═══ Selected text

We came across a question to one of the many consumer question boards that asked: What kind of
scam is going on with these calls where they mention a name then tell you to hang up if you are not this person? What do they do if you don’t hang up but instead stay on the line for the whole message?
Its not a scam, but a rather weak way that collection agencies are trying to make themselves more efficient, by reducing costs and increasing the amount of calls they make. This phone call is
likely coming from an auto-dialer. The auto dialers are known for making far more contacts with consumers than the collectors would make if they had to manually dial each debtor they call. More calls = more chances of money for them.
If the consumer doesn’t answer the phone, many of these collectors go ahead and risk violating the
Fair Debt Collection Practices Act by having that machine that called leave a message. So what happens if you stay on line for the whole message? Nothing except whoever did owe that debt just had it improperly revealed to a third party in violation of the Fair Debt Collection Practices Act. But if you don’t
know the person, it sure does nothing for you to know that they are the owners of a right to a lawsuit against the collector.

══════

» Written problem a: Show each line of the records below that contains the word "rock", copying every such line in full.

═══ Data supplied

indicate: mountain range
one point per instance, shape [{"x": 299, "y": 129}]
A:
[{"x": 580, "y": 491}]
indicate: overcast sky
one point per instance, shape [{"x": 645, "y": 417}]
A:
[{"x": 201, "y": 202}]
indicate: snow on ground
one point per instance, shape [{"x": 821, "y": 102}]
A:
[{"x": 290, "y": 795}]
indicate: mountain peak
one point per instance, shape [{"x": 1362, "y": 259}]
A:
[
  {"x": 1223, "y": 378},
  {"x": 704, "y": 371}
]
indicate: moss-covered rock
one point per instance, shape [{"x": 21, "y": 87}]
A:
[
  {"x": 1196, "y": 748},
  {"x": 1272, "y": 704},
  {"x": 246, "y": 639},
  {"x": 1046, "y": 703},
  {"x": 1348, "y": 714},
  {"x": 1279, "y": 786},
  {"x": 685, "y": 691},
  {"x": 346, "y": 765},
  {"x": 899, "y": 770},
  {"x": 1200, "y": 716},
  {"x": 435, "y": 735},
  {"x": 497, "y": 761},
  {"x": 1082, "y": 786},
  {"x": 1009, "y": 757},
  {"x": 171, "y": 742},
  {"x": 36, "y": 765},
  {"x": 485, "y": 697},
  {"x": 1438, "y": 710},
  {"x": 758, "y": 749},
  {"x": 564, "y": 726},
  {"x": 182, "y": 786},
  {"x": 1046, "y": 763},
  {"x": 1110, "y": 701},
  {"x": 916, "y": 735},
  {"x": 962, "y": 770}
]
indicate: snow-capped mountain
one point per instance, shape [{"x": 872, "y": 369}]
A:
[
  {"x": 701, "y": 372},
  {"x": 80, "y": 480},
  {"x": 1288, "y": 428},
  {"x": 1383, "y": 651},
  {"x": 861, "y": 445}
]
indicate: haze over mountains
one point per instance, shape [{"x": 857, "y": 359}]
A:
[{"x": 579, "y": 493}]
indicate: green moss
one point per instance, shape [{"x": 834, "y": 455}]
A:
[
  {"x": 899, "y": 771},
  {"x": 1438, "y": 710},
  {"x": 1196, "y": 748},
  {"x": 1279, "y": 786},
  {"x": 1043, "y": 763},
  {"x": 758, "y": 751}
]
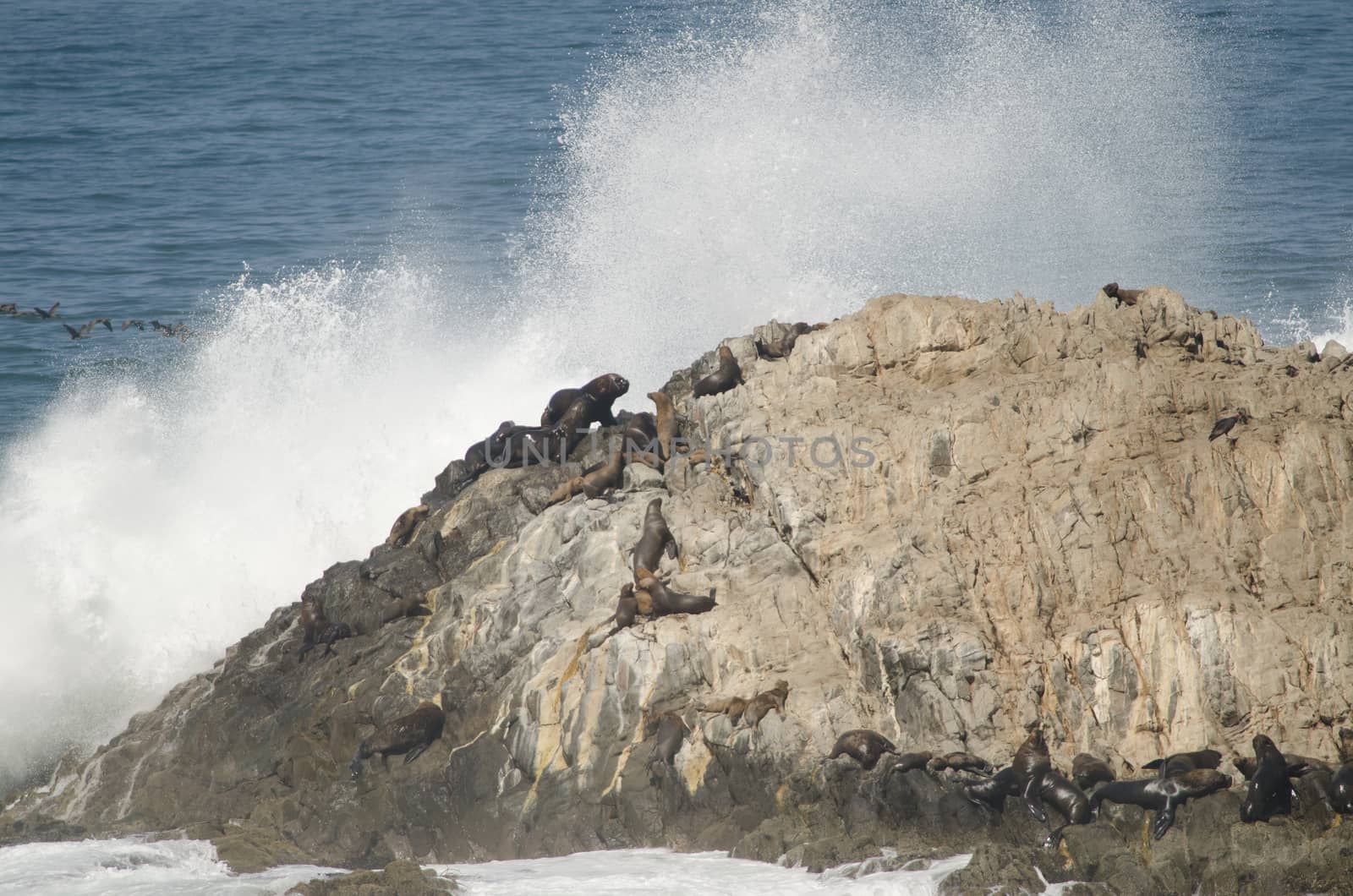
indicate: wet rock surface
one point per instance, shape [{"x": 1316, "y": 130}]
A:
[{"x": 996, "y": 513}]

══════

» Written problem b:
Answer these about the piece on debt collection calls:
(i) What device is the phone call likely coming from?
(ii) By what two means are collection agencies trying to make themselves more efficient?
(iii) Which law do collectors risk violating by having the machine leave a message?

» Correct result a:
indicate: moss-covered rock
indicate: wet rock surface

» Correct result b:
(i) An auto-dialer.
(ii) By reducing costs and increasing the amount of calls they make.
(iii) The Fair Debt Collection Practices Act.